◆ **Provided information**
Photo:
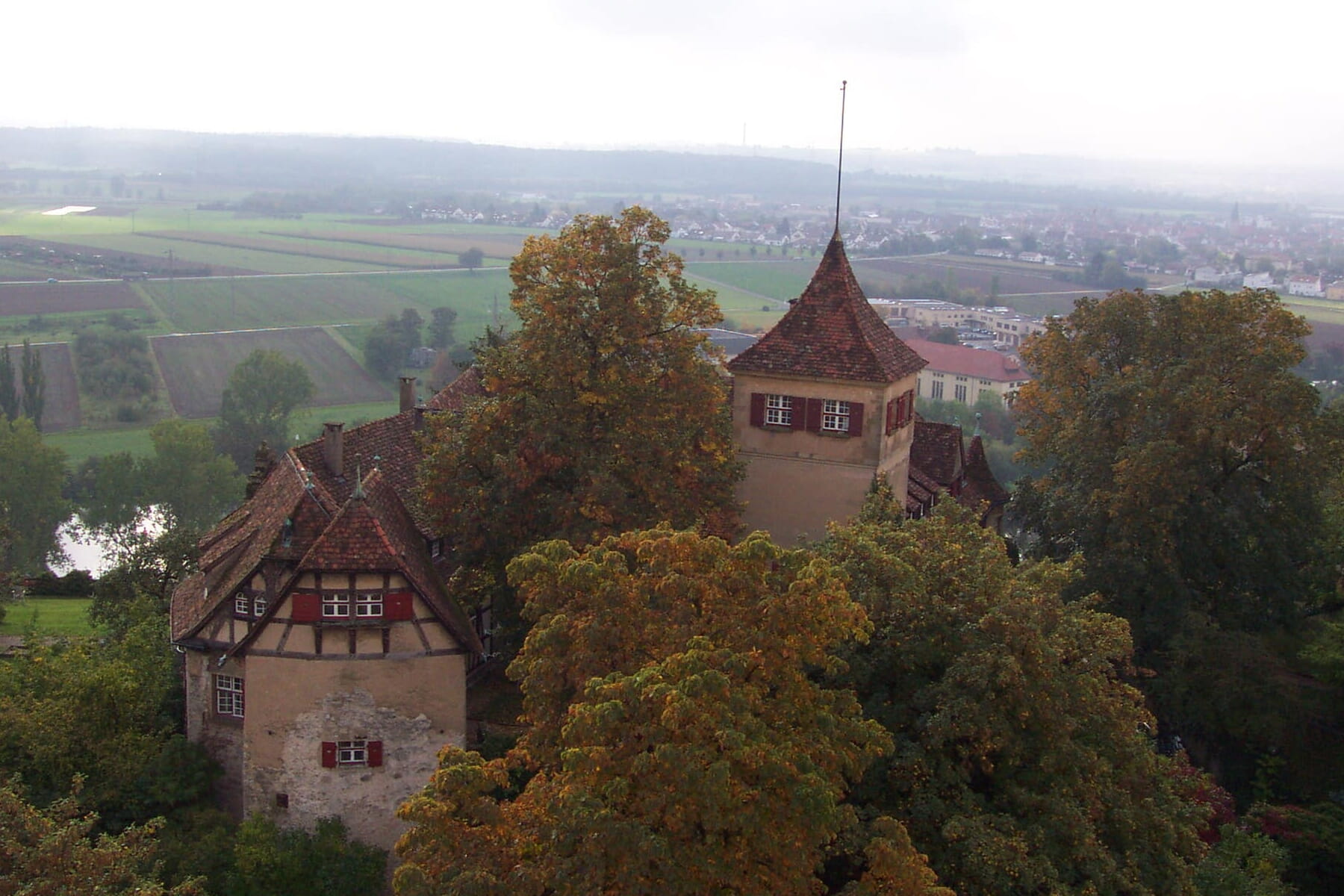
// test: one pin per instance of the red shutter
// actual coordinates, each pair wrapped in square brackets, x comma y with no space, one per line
[815,406]
[398,605]
[800,411]
[757,408]
[305,606]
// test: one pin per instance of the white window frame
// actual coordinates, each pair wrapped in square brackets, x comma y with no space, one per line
[228,696]
[835,415]
[352,753]
[335,606]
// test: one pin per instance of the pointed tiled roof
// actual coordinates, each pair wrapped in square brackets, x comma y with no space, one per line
[831,332]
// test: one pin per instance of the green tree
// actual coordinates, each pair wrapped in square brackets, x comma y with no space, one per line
[272,862]
[187,479]
[262,391]
[31,507]
[34,385]
[1187,457]
[604,410]
[678,739]
[54,850]
[1187,470]
[8,386]
[1021,761]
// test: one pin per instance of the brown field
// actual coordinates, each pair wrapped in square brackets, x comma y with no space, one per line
[968,276]
[196,366]
[494,245]
[66,296]
[60,408]
[122,262]
[304,246]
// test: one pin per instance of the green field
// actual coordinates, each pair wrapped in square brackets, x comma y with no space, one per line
[773,280]
[49,615]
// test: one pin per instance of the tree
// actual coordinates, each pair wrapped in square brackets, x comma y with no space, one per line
[604,410]
[1187,457]
[470,258]
[1021,761]
[1189,472]
[34,385]
[8,386]
[262,391]
[54,850]
[441,327]
[678,739]
[270,862]
[31,507]
[187,479]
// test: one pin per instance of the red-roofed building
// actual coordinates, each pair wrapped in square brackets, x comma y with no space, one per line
[960,374]
[326,662]
[823,405]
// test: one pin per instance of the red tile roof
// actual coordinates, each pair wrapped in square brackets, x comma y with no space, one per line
[831,332]
[969,361]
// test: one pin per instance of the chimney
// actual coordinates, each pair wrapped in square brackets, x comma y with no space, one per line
[408,393]
[334,448]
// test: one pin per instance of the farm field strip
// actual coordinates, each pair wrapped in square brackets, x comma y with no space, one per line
[307,247]
[494,246]
[196,366]
[772,280]
[66,296]
[222,260]
[223,302]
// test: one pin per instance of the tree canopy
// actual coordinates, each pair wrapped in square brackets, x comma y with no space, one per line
[604,411]
[1023,763]
[262,391]
[678,741]
[31,507]
[1187,457]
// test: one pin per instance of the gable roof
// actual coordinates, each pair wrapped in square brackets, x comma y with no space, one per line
[971,361]
[831,332]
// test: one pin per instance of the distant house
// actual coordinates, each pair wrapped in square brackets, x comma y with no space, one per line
[1305,285]
[959,374]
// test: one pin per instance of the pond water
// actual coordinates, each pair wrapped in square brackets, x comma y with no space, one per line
[89,551]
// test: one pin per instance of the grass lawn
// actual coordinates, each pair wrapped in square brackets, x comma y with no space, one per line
[52,615]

◆ **Task instructions**
Copy out the lines above unchanged. Skip the images.

◆ **Exercise output**
Photo:
// test: one pin per instance of the red shutter
// actual coordinates, each pair wrapped in square brackets, x comma y with no space, one per line
[815,406]
[398,605]
[800,411]
[757,408]
[305,606]
// test: one pin per instance of the white window frame
// actual coordinates, each pair wrapped in square brackets, x comma y with no space, one per line
[228,696]
[835,415]
[352,753]
[335,606]
// test: one pin per instance of the pointed tiled roof
// actual coordinates, each pair wrapped in square brackets, x comma y with no space, one per line
[831,332]
// test: one pin per instance of the green tree
// actual coordinates, each pair wrapped in square brackets, x comma y with no space, one per line
[272,862]
[187,479]
[262,391]
[31,507]
[34,385]
[1187,457]
[604,410]
[678,739]
[54,850]
[1187,470]
[8,386]
[1021,761]
// test: one pin per instance of the brown field
// actual coordinates, each pair wrapped in square brackets, x comma y with no space, one per line
[968,276]
[196,366]
[494,245]
[66,296]
[60,408]
[122,262]
[304,246]
// test: one pin per instance of the green field
// actual coordinates, each pair wrapped in square brackets, x comma y with no space, one per line
[773,280]
[49,615]
// test: one pin per instance of the tree
// actual coordinates, each pair wrapped in square brackets, x comma y with no space, one per line
[604,410]
[1187,457]
[470,258]
[1021,761]
[1189,472]
[34,385]
[8,386]
[262,391]
[54,850]
[441,327]
[678,739]
[270,862]
[31,507]
[187,479]
// test: one pin per instance of the red-roofed building
// actual coordinates, each pair wrapped in square brackets, x comma y with no space, one per line
[960,374]
[326,662]
[823,405]
// test: one pin per instance of the red tile roof
// actual coordinates, each pair wrapped in square brackets, x comma y with no space, one per line
[831,332]
[969,361]
// test: one pin per instance of the chimney
// actual coordinates, each pair wrapped in square brackets, x comma y with no space, one per line
[408,393]
[334,448]
// test: one pin per instance of the farm field strip
// actual coordinates, each pair wrapped in square brackets, x comma y with no space, one per line
[307,247]
[494,246]
[196,366]
[772,280]
[66,296]
[222,260]
[223,302]
// test: one pin per instance of the tree canopy
// actual coordinates, each pair wrapped in square brackets, x comma y with no space, one per line
[604,411]
[1023,763]
[262,391]
[678,741]
[31,507]
[1187,457]
// test: one pin per instance of the gable roof
// actual coordinates, each pair wrapped in square brackets, x comma y with no space, one per line
[971,361]
[831,332]
// test: one pin per instance of the distant house
// actual coordinates, each pair wrapped in square brackets, x comma y with no space, one per line
[1305,285]
[959,374]
// test: one pin per instance of the pond water
// actual coordinates, each pair wrapped in square brackets, x comma y with no space, one per line
[89,551]
// test: one pin per instance of the grass lawn
// actual coordinates, each pair wrapped in square brackets, x comma y with no space, one per line
[52,615]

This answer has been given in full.